## WHAT THE TASK ASKS
State the number of lines in these records holding "strap". Say nothing more.

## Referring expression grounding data
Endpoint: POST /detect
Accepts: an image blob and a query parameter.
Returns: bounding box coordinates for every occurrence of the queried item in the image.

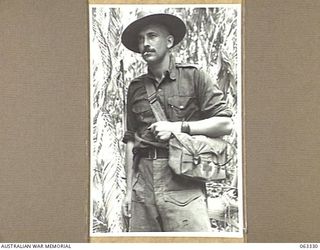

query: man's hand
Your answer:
[122,191,132,218]
[148,121,181,141]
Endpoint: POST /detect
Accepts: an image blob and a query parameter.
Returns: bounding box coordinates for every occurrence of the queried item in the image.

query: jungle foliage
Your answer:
[90,6,241,234]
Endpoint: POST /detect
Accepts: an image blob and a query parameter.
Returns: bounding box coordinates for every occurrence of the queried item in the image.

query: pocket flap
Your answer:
[164,190,203,207]
[132,99,151,113]
[168,96,193,110]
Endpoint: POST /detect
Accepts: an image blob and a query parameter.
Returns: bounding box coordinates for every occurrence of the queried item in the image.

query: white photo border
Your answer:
[89,3,243,238]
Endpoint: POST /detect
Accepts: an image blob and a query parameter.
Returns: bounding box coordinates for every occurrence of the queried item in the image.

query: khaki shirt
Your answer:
[123,57,232,149]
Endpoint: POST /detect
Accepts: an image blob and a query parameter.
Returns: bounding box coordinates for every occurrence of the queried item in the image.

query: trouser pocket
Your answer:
[159,190,211,232]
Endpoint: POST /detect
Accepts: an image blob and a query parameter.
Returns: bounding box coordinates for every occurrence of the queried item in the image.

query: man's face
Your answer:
[138,24,174,65]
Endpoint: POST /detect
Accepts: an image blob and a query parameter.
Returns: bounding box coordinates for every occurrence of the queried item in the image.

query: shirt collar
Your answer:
[146,55,177,81]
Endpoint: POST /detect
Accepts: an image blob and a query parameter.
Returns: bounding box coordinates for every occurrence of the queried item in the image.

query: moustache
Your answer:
[142,48,156,54]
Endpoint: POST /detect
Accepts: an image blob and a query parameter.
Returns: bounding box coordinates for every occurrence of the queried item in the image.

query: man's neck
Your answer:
[148,54,170,83]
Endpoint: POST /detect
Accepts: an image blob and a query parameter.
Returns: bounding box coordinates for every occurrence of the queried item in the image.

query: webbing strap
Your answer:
[144,79,168,122]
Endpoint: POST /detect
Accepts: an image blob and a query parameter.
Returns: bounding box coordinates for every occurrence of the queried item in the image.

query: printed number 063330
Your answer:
[300,244,319,249]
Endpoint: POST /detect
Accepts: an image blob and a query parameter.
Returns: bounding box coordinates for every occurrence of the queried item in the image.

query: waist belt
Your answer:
[137,147,169,159]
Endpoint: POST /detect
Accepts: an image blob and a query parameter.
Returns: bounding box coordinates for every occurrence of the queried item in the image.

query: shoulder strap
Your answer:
[143,79,168,122]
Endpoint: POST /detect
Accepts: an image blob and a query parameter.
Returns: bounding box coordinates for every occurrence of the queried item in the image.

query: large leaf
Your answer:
[91,6,241,234]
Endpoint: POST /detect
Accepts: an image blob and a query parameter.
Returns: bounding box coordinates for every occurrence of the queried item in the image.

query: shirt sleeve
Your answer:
[196,69,232,118]
[122,83,137,144]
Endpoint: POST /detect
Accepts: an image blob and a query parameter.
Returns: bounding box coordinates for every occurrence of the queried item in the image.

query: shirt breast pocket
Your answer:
[132,99,154,123]
[168,96,199,121]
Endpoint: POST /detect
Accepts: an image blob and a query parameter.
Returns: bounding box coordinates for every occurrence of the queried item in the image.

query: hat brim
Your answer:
[121,13,186,53]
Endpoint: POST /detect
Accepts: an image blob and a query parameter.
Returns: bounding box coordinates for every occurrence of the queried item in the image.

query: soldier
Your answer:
[121,12,233,232]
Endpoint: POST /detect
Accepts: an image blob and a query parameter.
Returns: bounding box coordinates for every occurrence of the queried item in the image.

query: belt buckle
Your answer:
[149,148,157,159]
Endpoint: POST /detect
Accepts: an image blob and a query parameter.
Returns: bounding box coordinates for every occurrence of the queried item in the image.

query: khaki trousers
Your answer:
[130,158,211,232]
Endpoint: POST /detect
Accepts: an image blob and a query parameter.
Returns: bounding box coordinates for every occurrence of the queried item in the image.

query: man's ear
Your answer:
[167,35,174,49]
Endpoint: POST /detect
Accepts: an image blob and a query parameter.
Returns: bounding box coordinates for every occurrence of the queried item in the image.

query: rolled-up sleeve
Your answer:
[197,70,232,118]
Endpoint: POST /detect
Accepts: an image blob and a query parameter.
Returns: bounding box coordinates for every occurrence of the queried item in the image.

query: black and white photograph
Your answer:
[89,4,243,237]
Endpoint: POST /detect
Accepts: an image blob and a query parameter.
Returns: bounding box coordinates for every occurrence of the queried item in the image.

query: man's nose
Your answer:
[143,37,151,47]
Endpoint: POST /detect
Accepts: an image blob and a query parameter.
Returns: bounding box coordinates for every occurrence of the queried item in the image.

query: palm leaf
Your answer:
[91,7,127,233]
[91,6,241,234]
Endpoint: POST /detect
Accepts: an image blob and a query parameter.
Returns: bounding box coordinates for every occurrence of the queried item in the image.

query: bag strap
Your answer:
[144,79,168,122]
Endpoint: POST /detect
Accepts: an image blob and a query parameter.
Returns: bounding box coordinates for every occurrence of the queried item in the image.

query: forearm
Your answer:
[188,116,233,138]
[149,116,233,140]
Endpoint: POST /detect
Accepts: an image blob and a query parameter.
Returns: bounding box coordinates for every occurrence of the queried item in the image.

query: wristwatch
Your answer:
[181,121,191,134]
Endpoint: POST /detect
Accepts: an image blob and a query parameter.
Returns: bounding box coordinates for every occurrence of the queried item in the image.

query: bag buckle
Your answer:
[149,148,158,159]
[193,155,201,165]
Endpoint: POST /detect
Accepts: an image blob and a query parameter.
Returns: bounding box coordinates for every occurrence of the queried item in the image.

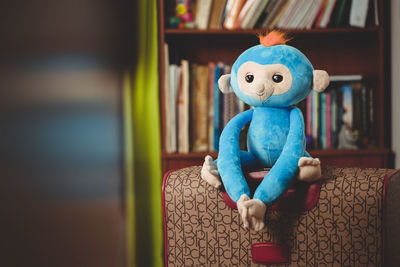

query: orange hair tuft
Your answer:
[258,30,292,47]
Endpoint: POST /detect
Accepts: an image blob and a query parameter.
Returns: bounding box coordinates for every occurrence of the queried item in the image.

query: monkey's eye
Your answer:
[245,74,254,83]
[272,74,283,83]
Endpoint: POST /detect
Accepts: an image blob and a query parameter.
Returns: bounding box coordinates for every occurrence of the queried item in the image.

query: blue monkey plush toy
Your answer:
[201,31,330,231]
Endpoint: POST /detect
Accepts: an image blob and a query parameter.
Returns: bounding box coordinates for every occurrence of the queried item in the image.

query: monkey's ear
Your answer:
[218,74,233,94]
[312,70,330,92]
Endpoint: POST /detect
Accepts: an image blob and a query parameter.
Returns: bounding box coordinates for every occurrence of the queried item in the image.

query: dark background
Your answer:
[0,0,137,266]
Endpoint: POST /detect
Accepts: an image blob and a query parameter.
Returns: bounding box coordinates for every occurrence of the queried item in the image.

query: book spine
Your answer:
[246,0,271,29]
[341,83,353,130]
[306,0,325,28]
[213,63,222,151]
[164,44,172,153]
[194,65,209,152]
[306,94,312,136]
[360,84,369,147]
[320,93,327,149]
[208,62,215,152]
[178,59,190,153]
[195,0,213,29]
[349,0,369,28]
[330,89,338,148]
[312,91,320,149]
[326,92,332,149]
[224,0,246,29]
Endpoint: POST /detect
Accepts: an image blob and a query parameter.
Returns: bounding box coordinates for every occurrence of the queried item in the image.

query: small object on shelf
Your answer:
[176,2,193,22]
[169,16,181,28]
[338,124,359,149]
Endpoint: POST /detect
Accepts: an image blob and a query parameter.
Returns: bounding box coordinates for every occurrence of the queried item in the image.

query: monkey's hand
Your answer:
[237,194,266,231]
[297,157,321,182]
[201,155,222,189]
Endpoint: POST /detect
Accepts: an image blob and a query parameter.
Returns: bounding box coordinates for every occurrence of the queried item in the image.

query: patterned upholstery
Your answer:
[163,166,392,266]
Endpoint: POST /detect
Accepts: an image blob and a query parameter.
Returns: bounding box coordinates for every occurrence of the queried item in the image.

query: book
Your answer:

## RESPONSE AREA
3